**PROBLEM STATEMENT:** Images don't belong in the copy. Output the rest of the data exactly.

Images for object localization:
# # # #
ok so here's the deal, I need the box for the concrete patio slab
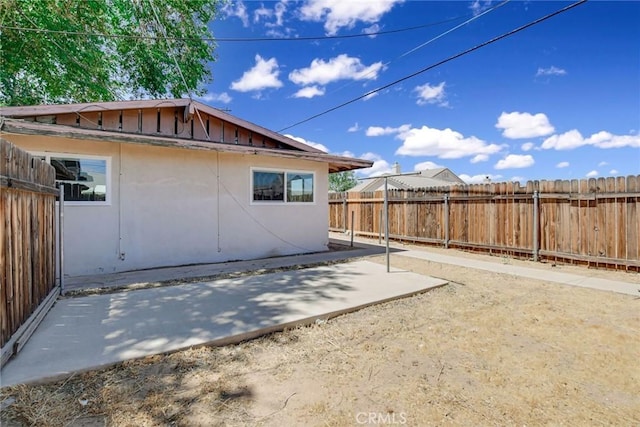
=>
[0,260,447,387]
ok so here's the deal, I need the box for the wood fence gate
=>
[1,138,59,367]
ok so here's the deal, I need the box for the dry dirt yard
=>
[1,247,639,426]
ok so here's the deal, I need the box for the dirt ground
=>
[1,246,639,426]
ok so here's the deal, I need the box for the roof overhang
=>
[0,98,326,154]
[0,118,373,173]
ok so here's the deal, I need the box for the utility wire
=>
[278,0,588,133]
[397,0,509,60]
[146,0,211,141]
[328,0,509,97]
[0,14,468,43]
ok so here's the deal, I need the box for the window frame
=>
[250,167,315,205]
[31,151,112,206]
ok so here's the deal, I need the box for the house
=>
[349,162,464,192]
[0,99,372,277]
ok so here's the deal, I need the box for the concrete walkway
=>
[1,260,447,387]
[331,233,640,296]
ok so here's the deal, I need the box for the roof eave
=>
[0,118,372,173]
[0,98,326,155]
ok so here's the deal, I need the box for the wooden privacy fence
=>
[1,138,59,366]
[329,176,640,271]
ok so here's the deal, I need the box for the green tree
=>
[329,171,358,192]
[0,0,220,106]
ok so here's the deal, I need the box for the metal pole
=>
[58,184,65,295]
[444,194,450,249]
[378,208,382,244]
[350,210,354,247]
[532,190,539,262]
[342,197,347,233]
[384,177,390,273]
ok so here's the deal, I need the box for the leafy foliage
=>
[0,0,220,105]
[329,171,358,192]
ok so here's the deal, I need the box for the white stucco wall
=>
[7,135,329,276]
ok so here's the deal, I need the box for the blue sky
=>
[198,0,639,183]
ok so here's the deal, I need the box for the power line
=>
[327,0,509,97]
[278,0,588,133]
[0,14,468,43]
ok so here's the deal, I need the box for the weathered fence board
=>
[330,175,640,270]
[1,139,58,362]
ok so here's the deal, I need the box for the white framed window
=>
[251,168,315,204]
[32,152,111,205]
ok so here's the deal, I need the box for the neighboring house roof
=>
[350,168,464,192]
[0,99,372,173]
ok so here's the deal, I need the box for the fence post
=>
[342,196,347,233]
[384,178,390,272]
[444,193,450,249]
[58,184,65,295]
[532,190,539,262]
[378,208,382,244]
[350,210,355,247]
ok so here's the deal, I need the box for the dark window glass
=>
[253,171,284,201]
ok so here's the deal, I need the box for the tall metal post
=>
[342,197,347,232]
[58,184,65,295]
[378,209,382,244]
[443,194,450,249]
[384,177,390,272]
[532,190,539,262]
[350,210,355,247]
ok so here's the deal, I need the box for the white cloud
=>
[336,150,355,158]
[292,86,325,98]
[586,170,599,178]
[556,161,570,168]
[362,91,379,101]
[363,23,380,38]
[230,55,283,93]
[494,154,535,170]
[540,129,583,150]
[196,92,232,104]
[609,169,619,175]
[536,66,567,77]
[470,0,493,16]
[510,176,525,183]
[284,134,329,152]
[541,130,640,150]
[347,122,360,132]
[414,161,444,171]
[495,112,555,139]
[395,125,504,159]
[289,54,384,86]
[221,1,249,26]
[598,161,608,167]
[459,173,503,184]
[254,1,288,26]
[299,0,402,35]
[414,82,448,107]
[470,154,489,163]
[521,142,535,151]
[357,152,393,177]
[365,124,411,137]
# # # #
**EXERCISE SOLUTION:**
ok so here's the deal, I need the box for the concrete patio slab
=>
[0,260,447,387]
ok so here's the deal, I need the box for the wood fence gate
=>
[1,138,59,367]
ok so here's the deal, I need the box for the dry dirt yard
=>
[1,247,639,426]
ok so here's the deal, I need the box for the dirt ground
=>
[1,246,639,426]
ok so here's the deal, I need the box for the roof overhang
=>
[0,98,326,154]
[0,118,373,173]
ok so here's the deal, I need the box for the utility wire
=>
[278,0,588,133]
[397,0,509,60]
[146,0,211,141]
[328,0,509,97]
[0,14,468,43]
ok so here's the deal, I need the box for the window frame
=>
[250,167,315,205]
[31,151,112,206]
ok so here's the deal, I need the box for the house
=>
[349,162,464,192]
[0,99,372,277]
ok so here's the deal, I need the box for the concrete walkway
=>
[1,260,447,387]
[331,233,640,296]
ok so here's the deal, I need the box for the roof eave
=>
[0,118,372,173]
[0,98,326,155]
ok so here's the deal, I need the box for the wooden privacy fence
=>
[1,138,59,366]
[329,176,640,271]
ok so here's the deal, I need the box for the green tree
=>
[329,171,358,192]
[0,0,220,106]
ok so here's the deal, I need the box for the metal pole
=>
[58,184,65,295]
[444,194,450,249]
[378,208,382,244]
[350,210,354,247]
[532,190,539,262]
[342,197,347,233]
[384,177,390,273]
ok so here's the deal, I need the box for the leafy foliage
=>
[0,0,220,105]
[329,171,358,192]
ok so here's the deal, I need the box for the white stucco wall
=>
[7,135,329,276]
ok so here's the deal, I need the box for the blue sky
=>
[198,0,639,183]
ok so here's the deal, I need the box for the power line
=>
[327,0,509,97]
[278,0,588,133]
[0,14,468,43]
ok so here's the deal, I need the box for the weathered fence board
=>
[330,175,640,270]
[1,139,58,362]
ok so here's the deal, I need the box for the white framed window
=>
[251,168,315,204]
[32,152,111,205]
ok so here's the deal, I need the box for the neighboring house roof
=>
[350,168,464,192]
[0,99,372,173]
ok so here's the deal, I need the box for the fence post
=>
[342,196,347,233]
[384,178,390,272]
[444,193,450,249]
[58,184,65,295]
[532,190,539,262]
[378,208,382,244]
[350,210,355,247]
ok so here's the deal, I need the box for the dark window glass
=>
[253,171,284,201]
ok so here's the deal, I need the box for the tall metal post
=>
[342,197,347,232]
[58,184,65,295]
[378,209,382,244]
[443,194,450,249]
[384,177,390,272]
[532,190,539,262]
[350,210,355,247]
ok so here's the deal, I need the box for the white cloud
=>
[336,150,355,158]
[292,86,325,98]
[586,170,599,178]
[556,161,570,168]
[362,91,379,101]
[363,23,380,38]
[230,55,283,93]
[494,154,535,170]
[540,129,583,150]
[196,92,232,104]
[609,169,619,175]
[536,66,567,77]
[470,0,493,16]
[510,176,525,183]
[284,134,329,152]
[541,130,640,150]
[347,122,360,132]
[414,161,444,171]
[495,112,555,139]
[395,125,504,159]
[289,54,384,86]
[221,1,249,26]
[598,161,608,167]
[459,173,503,184]
[254,1,288,26]
[299,0,402,35]
[414,82,448,107]
[470,154,489,163]
[521,142,535,151]
[357,152,393,177]
[365,124,411,137]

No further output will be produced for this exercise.